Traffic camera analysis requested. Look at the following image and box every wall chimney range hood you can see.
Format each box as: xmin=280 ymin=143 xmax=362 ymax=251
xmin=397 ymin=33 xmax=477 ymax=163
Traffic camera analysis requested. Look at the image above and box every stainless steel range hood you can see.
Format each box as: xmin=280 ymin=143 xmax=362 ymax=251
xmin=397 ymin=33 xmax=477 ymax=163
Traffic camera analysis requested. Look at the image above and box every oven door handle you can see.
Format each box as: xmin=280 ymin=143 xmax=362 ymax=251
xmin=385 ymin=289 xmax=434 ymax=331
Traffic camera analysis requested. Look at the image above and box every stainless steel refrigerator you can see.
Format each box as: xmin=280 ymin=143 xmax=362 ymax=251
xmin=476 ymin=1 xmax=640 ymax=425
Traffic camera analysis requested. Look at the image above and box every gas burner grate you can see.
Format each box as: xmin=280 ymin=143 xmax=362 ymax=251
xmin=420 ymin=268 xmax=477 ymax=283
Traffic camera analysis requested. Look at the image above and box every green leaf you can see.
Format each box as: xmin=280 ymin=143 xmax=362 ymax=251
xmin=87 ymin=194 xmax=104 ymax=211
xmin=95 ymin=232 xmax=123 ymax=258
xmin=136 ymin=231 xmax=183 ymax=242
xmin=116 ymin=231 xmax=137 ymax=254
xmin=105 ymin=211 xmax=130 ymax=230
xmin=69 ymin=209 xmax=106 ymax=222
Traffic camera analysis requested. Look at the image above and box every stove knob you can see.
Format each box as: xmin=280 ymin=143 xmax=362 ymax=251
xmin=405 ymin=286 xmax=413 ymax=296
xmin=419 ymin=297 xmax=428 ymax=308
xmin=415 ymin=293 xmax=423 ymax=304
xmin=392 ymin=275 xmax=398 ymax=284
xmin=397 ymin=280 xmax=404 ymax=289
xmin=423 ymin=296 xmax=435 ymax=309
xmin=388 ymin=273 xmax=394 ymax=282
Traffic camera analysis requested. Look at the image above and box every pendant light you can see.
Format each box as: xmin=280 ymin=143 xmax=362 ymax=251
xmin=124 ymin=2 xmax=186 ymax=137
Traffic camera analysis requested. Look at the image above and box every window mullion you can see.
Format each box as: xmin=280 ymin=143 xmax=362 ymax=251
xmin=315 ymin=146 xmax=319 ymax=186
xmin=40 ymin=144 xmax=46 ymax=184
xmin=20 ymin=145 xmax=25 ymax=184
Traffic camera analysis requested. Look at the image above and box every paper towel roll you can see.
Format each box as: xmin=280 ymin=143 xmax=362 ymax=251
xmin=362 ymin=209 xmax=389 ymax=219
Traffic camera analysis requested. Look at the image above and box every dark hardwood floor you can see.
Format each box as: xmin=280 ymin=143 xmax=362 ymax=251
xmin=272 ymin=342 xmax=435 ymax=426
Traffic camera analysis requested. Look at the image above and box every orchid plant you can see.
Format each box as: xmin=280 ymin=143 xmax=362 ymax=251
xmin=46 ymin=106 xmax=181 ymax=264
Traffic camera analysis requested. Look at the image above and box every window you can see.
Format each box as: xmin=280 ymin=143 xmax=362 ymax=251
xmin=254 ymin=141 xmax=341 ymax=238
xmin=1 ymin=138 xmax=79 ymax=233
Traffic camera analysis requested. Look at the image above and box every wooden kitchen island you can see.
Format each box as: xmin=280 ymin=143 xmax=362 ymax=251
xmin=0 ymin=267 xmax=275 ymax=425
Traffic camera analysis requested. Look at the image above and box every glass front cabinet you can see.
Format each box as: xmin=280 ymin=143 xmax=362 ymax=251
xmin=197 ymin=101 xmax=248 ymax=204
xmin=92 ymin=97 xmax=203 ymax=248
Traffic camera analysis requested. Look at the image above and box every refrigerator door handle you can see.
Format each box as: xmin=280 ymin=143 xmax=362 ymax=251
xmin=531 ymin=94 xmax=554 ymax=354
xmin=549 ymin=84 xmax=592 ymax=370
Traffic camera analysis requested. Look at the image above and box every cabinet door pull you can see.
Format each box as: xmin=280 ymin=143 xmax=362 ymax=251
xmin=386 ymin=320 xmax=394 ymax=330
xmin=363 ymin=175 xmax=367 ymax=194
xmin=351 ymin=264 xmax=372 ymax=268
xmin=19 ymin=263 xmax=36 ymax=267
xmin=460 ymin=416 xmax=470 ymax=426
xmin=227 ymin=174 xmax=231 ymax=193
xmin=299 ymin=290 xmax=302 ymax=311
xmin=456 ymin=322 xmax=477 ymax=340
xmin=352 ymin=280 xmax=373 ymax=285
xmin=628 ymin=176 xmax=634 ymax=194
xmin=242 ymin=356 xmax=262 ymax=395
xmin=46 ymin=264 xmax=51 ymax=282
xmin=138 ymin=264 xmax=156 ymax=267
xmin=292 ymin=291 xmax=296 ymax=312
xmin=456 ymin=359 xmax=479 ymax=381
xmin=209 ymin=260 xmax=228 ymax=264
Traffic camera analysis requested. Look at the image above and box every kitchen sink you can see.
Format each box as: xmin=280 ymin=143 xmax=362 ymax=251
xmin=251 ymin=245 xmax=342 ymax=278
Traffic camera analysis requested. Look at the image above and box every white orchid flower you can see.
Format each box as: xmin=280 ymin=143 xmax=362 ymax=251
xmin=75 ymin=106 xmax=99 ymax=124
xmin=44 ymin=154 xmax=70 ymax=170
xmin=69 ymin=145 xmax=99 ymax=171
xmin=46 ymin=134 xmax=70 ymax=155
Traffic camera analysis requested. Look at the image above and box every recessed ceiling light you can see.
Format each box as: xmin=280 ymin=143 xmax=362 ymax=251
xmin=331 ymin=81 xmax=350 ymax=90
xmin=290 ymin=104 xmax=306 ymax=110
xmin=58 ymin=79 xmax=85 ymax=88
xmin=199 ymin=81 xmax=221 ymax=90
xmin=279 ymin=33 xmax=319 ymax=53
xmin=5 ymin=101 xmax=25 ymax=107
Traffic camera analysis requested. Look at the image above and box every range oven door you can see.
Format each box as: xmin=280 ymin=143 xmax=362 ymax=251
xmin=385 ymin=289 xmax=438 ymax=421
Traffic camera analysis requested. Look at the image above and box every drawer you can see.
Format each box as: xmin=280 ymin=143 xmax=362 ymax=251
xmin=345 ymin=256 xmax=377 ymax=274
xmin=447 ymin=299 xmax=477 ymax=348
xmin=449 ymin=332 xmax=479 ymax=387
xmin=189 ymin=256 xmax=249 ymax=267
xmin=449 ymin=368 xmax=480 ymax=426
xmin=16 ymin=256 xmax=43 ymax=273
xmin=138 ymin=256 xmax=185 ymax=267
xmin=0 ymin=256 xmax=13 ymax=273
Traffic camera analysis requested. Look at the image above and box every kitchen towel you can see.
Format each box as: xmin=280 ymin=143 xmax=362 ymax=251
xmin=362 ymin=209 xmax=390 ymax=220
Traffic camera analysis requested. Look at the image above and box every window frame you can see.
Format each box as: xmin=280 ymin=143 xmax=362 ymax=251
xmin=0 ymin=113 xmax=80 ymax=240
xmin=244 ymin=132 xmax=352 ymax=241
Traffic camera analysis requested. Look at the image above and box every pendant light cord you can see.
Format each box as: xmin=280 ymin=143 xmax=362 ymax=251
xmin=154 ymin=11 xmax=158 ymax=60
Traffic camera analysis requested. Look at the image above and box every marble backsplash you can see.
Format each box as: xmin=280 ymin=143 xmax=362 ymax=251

▶ **WHAT YOU HAVE TO DO**
Would you retype the lines above from the one with "door you can see." down to the one with "drawer you can see.", word for word, both ends included and no other lines?

▶ **WRITTEN SOLUTION**
Traffic camera analysis requested. Look at the image above and box every range oven door you can see.
Format each box as: xmin=280 ymin=143 xmax=362 ymax=251
xmin=385 ymin=289 xmax=438 ymax=421
Traffic camera analysis requested. Look at the image above and box every drawer you can see.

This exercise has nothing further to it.